* [What the task asks]
Give the entries again, precisely as they were written.

[Start of section]

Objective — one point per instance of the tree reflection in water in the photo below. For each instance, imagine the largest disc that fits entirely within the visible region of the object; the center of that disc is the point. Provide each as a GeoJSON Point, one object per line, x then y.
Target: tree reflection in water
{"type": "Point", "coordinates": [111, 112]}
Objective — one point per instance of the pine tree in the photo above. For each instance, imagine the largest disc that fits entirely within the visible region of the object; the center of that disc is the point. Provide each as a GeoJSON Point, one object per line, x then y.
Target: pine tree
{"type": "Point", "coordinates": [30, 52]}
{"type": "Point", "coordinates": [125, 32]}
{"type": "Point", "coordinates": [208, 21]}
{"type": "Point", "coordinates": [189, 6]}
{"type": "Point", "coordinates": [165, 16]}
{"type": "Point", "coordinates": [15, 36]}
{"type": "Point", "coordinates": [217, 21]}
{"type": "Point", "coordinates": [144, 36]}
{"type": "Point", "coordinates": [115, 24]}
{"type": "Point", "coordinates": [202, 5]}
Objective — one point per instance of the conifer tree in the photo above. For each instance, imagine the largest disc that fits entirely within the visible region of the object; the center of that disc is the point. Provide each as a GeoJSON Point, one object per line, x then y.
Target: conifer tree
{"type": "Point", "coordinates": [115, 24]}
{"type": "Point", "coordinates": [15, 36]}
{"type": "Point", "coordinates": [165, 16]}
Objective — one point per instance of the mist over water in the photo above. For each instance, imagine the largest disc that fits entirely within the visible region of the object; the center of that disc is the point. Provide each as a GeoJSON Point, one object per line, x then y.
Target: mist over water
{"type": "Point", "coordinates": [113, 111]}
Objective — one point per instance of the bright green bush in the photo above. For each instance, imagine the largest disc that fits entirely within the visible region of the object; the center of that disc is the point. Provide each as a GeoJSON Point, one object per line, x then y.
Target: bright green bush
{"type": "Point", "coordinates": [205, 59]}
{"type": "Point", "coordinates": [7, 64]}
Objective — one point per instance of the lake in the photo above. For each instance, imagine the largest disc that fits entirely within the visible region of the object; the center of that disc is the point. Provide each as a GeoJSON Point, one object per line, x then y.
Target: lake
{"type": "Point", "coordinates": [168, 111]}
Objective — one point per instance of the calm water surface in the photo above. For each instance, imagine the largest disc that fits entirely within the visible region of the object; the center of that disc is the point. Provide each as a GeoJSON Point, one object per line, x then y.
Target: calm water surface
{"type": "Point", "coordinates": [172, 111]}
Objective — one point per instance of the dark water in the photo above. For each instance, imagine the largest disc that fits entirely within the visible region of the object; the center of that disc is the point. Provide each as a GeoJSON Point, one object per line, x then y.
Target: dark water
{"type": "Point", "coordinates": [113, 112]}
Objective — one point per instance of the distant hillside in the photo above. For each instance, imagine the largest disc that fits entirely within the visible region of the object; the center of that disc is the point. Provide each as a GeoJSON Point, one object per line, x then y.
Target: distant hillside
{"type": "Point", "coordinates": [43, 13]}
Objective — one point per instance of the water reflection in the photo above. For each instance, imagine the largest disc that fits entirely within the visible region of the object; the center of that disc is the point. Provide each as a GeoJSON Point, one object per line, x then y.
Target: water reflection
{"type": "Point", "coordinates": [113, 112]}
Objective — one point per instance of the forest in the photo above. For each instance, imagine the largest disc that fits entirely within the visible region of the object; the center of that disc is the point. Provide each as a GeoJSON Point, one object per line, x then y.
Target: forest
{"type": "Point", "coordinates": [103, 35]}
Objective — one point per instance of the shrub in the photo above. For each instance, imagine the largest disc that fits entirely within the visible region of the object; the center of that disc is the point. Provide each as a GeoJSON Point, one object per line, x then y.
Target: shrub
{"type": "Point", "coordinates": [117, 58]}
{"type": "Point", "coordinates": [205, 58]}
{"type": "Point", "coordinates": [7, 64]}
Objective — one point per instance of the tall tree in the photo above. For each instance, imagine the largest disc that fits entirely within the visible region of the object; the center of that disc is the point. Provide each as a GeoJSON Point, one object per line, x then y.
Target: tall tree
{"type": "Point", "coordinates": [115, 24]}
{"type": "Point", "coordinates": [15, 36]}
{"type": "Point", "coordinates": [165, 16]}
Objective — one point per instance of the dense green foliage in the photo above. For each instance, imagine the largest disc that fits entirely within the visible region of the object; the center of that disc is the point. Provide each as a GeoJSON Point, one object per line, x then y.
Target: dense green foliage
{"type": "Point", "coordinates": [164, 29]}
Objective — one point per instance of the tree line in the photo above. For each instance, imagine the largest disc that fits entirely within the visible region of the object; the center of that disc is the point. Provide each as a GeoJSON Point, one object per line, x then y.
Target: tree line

[End of section]

* [Answer to this task]
Objective — one point per instance of the tree reflection in water in the photo below. For each instance, imagine the largest disc that fits entirely within the visible region of the object; the center of that disc is the point. Provide each as a GeoJSON Point, one object per line, x then y.
Target: tree reflection in water
{"type": "Point", "coordinates": [111, 112]}
Objective — one point per instance of the pine tree in the photo above. For each instance, imagine the largest disc that fits entirely within the visible region of the object; the center of that disc is the point. Provide each as a GeoJSON Point, one object per line, x then y.
Target: pine tree
{"type": "Point", "coordinates": [30, 52]}
{"type": "Point", "coordinates": [125, 32]}
{"type": "Point", "coordinates": [208, 21]}
{"type": "Point", "coordinates": [189, 6]}
{"type": "Point", "coordinates": [165, 16]}
{"type": "Point", "coordinates": [15, 36]}
{"type": "Point", "coordinates": [217, 21]}
{"type": "Point", "coordinates": [144, 36]}
{"type": "Point", "coordinates": [115, 24]}
{"type": "Point", "coordinates": [202, 5]}
Objective — one point per instance of the conifer tree in the photo above. For each instance, imagine the largest disc that fits entirely within the visible region of the object; the center of that disc is the point. Provide each as a GeoJSON Point, one object per line, x then y.
Target: conifer tree
{"type": "Point", "coordinates": [115, 24]}
{"type": "Point", "coordinates": [15, 36]}
{"type": "Point", "coordinates": [165, 16]}
Objective — one point per instance of the mist over water in the photo above. For each instance, imagine the largest disc that fits entirely within the visible region of the object; the center of that disc is the point. Provide each as a GeoJSON Point, one object per line, x then y.
Target: mist over water
{"type": "Point", "coordinates": [113, 111]}
Objective — one point per instance of the bright green bush in the photo above. For each instance, imagine the largest disc that fits entirely within the visible region of the object; the center of that disc is the point. Provide each as a GeoJSON Point, one object per line, x then y.
Target: bright green bush
{"type": "Point", "coordinates": [205, 59]}
{"type": "Point", "coordinates": [7, 64]}
Objective — one point per instance of the lake in the photo above. For each instance, imagine the largest disc that fits entirely within the visible region of the object; the center of that disc is the point. Provide each as a GeoJSON Point, one object per line, x then y.
Target: lake
{"type": "Point", "coordinates": [168, 111]}
Objective — one point per instance of the calm water surface in the photo above. For each instance, imagine the largest disc that fits entirely within the visible region of the object; the center of that disc is the point. Provide each as a GeoJSON Point, one object per line, x then y.
Target: calm water surface
{"type": "Point", "coordinates": [172, 111]}
Objective — one point per instance of the dark water in the photo above. For each instance, imagine the largest disc that fits entirely within the visible region of the object; the center of that disc is the point. Provide each as a GeoJSON Point, one object per line, x then y.
Target: dark water
{"type": "Point", "coordinates": [113, 112]}
Objective — one point per instance of the distant hillside in the photo above. For each instance, imagine the largest disc that fits entirely within the visible region of the object; the center of that disc is the point. Provide each as a GeoJSON Point, one object per line, x then y.
Target: distant hillside
{"type": "Point", "coordinates": [43, 13]}
Objective — one point per instance of the water reflection in the photo above. For each instance, imagine the largest disc that fits entirely within the visible region of the object; the center of that disc is the point. Provide each as a GeoJSON Point, one object per line, x then y.
Target: water reflection
{"type": "Point", "coordinates": [113, 112]}
Objective — one point per instance of the forest in the photo above. For each instance, imagine the largest disc that fits entirely within the visible region of the object; the center of that disc is the point. Provide each as a GeoJSON Point, one object per line, x then y.
Target: forest
{"type": "Point", "coordinates": [103, 35]}
Objective — one point per instance of the shrub in the photo above. For each instance, imagine the largest disc that fits entirely within the visible region of the object; the center of that disc is the point. Provide each as a GeoJSON Point, one object per line, x then y.
Target: shrub
{"type": "Point", "coordinates": [117, 58]}
{"type": "Point", "coordinates": [205, 58]}
{"type": "Point", "coordinates": [7, 64]}
Objective — one point per instance of the tall tree in the photo above. For each instance, imagine the largest disc that fits entirely within the visible region of the object; the center of that disc is the point. Provide each as a GeoJSON Point, one object per line, x then y.
Target: tall tree
{"type": "Point", "coordinates": [115, 24]}
{"type": "Point", "coordinates": [15, 36]}
{"type": "Point", "coordinates": [165, 16]}
Objective — one point per instance of the dense green foliage in the photo above. For each instance, imagine the largest disc that fits entirely within the visible region of the object; the center of that disc is the point. Provide each as a GeoJSON Point, one object per line, x then y.
Target: dense green foliage
{"type": "Point", "coordinates": [164, 29]}
Objective — one point per instance of the tree line in the photo above. For each instance, imagine the largest disc that fits entirely within the visible region of the object; the center of that disc is the point. Provide each as a GeoJSON Point, one object per line, x then y.
Target: tree line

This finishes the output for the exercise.